(Beginning of RECORDS SUPPLIED)
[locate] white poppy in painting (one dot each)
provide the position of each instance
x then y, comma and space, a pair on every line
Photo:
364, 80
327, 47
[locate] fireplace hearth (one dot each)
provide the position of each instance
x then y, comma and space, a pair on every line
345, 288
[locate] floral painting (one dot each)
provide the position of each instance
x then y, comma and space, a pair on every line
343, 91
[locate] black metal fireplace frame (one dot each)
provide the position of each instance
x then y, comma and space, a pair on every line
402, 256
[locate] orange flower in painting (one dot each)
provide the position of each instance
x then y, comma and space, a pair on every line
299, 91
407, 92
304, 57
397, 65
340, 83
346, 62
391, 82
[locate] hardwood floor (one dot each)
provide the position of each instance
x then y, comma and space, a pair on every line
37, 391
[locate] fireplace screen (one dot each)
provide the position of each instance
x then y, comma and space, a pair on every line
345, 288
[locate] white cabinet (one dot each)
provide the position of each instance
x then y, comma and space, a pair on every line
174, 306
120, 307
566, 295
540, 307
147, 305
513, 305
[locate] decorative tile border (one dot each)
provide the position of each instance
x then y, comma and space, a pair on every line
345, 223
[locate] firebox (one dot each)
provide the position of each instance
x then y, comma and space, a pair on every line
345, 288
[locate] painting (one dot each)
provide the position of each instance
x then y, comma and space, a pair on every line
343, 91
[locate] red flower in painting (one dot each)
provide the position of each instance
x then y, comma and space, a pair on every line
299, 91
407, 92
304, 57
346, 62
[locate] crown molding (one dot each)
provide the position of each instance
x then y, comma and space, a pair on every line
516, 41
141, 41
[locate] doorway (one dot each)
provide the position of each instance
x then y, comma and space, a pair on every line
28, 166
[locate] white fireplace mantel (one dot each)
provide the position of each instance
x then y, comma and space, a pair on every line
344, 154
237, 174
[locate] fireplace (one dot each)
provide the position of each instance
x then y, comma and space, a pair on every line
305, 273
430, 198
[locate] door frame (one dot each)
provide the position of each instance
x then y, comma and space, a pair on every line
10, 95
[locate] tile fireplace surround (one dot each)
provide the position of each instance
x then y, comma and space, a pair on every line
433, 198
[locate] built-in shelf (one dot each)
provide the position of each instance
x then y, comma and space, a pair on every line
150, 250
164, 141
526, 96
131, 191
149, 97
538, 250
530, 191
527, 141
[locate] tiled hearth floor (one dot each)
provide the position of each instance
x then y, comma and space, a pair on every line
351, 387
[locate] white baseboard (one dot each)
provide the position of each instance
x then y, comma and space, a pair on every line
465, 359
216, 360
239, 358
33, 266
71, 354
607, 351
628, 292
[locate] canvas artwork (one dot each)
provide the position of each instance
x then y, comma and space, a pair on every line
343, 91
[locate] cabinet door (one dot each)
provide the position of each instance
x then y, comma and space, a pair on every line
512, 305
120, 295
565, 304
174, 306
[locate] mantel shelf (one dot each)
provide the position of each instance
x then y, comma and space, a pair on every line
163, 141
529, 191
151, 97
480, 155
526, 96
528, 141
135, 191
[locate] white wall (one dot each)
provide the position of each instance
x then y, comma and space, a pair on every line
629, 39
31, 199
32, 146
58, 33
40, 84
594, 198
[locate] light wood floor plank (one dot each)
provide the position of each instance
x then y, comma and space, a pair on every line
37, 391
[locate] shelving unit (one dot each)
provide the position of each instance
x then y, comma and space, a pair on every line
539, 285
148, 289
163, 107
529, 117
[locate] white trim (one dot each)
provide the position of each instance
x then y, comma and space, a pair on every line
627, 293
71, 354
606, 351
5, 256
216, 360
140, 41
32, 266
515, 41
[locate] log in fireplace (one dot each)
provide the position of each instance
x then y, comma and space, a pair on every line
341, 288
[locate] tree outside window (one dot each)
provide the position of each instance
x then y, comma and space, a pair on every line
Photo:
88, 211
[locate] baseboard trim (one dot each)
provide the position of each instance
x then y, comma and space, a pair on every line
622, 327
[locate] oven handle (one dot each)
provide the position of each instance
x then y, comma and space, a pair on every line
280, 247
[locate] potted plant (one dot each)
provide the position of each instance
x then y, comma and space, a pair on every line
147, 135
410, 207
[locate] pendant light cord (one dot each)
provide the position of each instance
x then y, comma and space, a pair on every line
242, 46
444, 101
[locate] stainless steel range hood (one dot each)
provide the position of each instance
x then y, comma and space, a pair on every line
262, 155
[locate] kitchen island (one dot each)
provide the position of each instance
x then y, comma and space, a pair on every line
(End of RECORDS SUPPLIED)
AIM OF THE TASK ▸
Your task is to copy every line of the entries that contains the string "trim".

EXERCISE RESULT ▸
[locate] white trim (one dot each)
[locate] baseboard trim (one dot each)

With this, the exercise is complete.